EXERCISE INSTRUCTIONS:
Copy the stretch of the news report from "BRUSSELS (Reuters) - A" through "said on Wednesday.", swapping "Syrian refugees" for "displaced Syrians".

BRUSSELS (Reuters) - A team of U.S. military planners is in Jordan to help the government grapple with Syrian refugees, bolster its military capabilities and prepare for any trouble with its chemical weapons stockpiles, U.S. Defense Secretary Leon Panetta said on Wednesday.
“We have been working with Jordan for a period of time now ... on a number of the issues that have developed as a result of what’s happened in Syria,” Panetta told a news conference in Brussels.
Panetta said those issues included monitoring chemical weapons sites “to determine how best to respond to any concerns in that area.”
A U.S. official, speaking on condition of anonymity, said the small team of planners were not engaged in covert operations and have been housed at the King Abdullah II Special Operations Training Center, north of the capital of Amman, since the early summer.
While the United States has not intervened militarily in Syria, President Barack Obama has warned Syrian President Bashar al-Assad that any attempt to deploy or use chemical or biological weapons would cross a “red line” that could provoke U.S. action.

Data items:
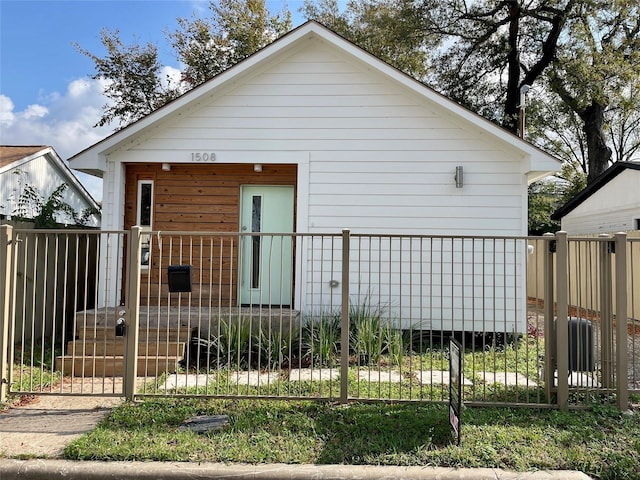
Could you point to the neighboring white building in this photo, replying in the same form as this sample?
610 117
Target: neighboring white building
610 204
354 142
42 168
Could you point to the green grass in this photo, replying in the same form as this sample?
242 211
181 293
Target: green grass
600 441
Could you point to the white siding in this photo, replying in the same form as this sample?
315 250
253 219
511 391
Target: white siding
376 158
613 208
380 158
45 177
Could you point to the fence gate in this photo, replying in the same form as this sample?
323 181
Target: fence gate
87 312
53 339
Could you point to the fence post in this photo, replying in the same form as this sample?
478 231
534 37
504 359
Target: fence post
606 321
549 328
562 319
132 309
344 322
622 384
6 298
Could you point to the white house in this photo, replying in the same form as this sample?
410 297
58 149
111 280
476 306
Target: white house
325 136
42 168
610 204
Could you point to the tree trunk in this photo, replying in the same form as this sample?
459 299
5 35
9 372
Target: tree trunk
599 154
511 110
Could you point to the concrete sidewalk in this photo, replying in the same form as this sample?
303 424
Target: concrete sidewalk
63 469
43 427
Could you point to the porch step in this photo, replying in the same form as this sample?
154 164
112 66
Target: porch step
108 366
117 346
152 334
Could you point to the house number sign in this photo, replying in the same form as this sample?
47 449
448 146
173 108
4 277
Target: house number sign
203 157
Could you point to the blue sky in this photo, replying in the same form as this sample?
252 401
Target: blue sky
46 95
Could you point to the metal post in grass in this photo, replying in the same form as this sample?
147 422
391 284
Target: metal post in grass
606 313
132 313
6 297
562 319
344 321
549 330
622 380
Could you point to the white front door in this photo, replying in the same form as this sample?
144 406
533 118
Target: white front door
266 260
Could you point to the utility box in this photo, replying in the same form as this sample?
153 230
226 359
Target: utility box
179 278
580 345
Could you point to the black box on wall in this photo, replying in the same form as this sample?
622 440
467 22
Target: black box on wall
179 278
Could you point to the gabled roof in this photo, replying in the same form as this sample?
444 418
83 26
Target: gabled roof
11 154
14 156
91 160
616 169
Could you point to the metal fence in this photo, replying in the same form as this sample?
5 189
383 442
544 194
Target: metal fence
324 316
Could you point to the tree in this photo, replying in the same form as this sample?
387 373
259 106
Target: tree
32 206
134 82
237 29
392 30
546 196
491 48
596 67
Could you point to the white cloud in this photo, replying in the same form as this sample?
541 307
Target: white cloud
64 121
35 111
6 111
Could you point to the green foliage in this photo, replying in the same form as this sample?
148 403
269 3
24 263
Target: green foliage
236 29
596 67
601 443
133 77
321 340
544 199
391 30
546 196
48 212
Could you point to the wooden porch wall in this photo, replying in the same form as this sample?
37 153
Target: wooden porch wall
201 197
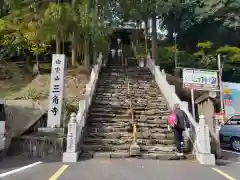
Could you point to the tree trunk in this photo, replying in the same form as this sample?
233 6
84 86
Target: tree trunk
86 53
58 45
74 50
154 37
146 36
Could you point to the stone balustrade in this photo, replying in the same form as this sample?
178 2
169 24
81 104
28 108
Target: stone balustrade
198 131
77 121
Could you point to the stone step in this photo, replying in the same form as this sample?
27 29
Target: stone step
101 155
109 104
108 135
151 142
115 125
152 122
109 115
148 125
152 130
163 156
147 135
108 120
151 112
112 99
108 110
125 155
151 117
104 94
101 141
109 129
155 148
102 148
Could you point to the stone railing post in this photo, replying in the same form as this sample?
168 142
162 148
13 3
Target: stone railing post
71 154
203 153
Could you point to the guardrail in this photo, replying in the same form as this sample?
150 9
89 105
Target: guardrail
77 122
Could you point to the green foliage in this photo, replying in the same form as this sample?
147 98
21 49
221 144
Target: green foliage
232 53
140 51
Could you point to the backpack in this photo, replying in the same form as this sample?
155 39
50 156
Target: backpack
172 120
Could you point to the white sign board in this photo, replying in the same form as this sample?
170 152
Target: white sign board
57 89
200 80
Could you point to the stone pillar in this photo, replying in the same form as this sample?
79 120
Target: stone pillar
71 154
203 152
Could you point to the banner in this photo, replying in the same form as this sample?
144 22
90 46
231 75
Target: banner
231 98
200 79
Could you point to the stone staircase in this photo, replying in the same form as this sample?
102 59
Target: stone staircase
109 127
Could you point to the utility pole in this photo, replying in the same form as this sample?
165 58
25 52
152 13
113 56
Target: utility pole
220 81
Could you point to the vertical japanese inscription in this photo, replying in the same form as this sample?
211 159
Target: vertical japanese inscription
56 90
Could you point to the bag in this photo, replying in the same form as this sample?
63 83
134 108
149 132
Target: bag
172 120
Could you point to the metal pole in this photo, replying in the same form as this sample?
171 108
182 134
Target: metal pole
193 104
175 54
220 81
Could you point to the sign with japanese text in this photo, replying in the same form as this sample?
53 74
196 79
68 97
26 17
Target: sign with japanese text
57 90
231 96
200 80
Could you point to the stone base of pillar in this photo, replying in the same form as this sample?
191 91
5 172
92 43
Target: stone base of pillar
134 149
70 156
206 159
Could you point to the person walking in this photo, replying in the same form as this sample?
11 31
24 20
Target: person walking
178 122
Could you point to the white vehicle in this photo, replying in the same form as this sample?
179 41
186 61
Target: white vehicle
2 126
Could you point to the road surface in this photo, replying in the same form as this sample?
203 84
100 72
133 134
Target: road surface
118 169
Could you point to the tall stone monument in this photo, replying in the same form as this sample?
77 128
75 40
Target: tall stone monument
57 91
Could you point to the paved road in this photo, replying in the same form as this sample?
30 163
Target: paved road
121 169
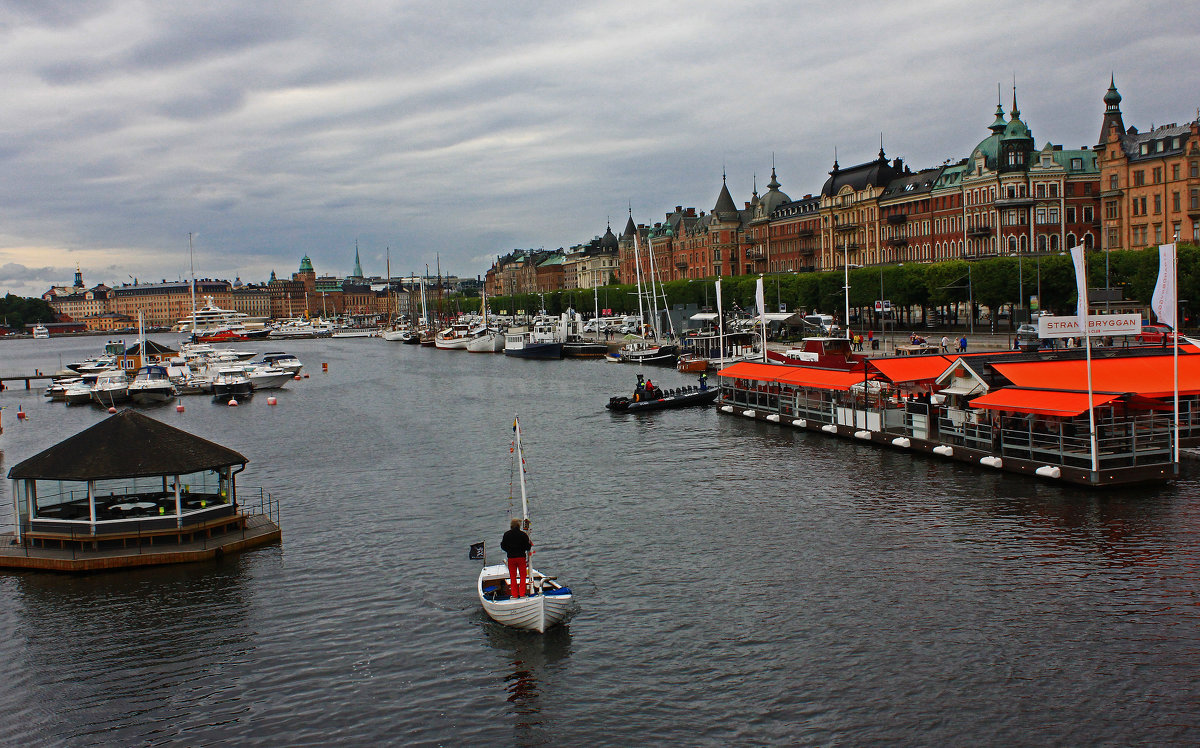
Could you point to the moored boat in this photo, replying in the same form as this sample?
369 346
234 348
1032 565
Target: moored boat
544 603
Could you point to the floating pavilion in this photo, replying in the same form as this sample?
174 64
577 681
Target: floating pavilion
132 491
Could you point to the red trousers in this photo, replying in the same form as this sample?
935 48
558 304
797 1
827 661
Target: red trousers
519 576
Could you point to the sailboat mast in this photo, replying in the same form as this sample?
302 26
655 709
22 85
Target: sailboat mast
637 275
191 261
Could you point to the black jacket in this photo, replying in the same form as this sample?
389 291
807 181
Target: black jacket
516 544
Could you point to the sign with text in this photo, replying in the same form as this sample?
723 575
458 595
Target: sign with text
1097 324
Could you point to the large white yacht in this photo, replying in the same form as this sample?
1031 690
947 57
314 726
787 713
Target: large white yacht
211 318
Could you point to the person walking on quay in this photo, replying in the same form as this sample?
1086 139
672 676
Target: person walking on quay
517 545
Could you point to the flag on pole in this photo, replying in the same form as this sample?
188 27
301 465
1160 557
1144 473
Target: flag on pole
1165 299
1077 255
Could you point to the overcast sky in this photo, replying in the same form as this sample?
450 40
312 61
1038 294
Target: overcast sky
472 129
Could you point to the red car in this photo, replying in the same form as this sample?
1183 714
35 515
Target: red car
1155 334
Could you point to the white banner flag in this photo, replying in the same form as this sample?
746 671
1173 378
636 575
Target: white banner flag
1165 299
1077 255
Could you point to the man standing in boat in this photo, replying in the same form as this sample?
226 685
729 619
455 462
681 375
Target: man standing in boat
516 544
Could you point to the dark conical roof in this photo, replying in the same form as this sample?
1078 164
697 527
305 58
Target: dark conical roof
126 446
725 202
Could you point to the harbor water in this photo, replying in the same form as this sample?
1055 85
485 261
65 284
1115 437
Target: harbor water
738 582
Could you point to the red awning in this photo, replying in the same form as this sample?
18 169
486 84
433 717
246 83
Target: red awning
1041 401
797 376
911 367
1145 375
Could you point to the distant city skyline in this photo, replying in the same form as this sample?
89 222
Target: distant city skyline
467 131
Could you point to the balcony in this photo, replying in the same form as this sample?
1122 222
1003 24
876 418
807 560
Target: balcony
1014 202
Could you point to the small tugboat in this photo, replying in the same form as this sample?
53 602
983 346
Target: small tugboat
649 398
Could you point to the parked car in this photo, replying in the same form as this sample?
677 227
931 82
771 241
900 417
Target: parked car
1153 334
1027 337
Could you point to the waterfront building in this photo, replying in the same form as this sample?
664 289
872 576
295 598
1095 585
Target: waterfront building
1150 180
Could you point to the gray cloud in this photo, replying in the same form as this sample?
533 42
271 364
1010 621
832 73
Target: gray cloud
465 130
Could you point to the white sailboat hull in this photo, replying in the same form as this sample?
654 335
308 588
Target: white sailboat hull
535 612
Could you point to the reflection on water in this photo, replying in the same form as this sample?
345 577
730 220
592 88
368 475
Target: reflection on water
527 659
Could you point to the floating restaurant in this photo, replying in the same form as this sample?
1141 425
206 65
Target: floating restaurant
1017 412
132 491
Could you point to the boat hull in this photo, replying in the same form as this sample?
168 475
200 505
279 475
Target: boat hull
534 612
537 351
683 400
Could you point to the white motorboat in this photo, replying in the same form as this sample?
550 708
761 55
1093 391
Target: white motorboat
491 341
546 603
282 360
153 384
231 383
112 387
211 318
268 377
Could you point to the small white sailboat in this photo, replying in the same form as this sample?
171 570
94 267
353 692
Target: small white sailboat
546 603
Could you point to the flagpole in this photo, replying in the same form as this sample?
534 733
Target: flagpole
1175 333
1080 258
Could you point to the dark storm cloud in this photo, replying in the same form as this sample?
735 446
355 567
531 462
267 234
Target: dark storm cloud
466 130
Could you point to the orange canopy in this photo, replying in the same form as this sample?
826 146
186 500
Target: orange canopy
1145 375
911 367
1043 402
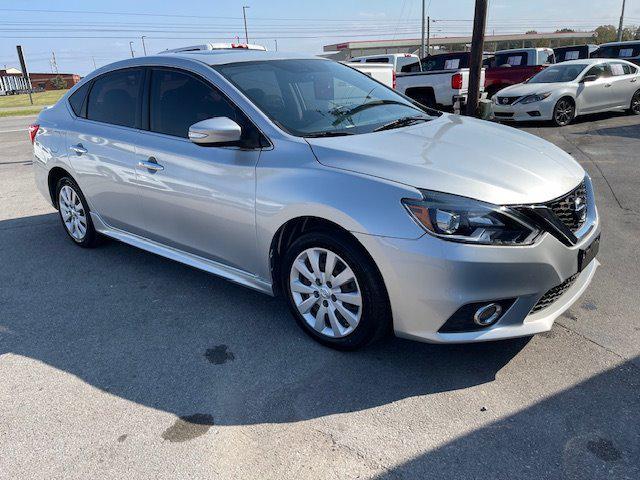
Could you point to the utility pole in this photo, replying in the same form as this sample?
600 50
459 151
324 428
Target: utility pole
621 22
244 15
25 73
54 64
475 64
422 36
428 35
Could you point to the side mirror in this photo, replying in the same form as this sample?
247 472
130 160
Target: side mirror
214 131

WRITTEN SOLUTION:
BRUSSELS (Reuters) - A team of U.S. military planners is in Jordan to help the government grapple with displaced Syrians, bolster its military capabilities and prepare for any trouble with its chemical weapons stockpiles, U.S. Defense Secretary Leon Panetta said on Wednesday.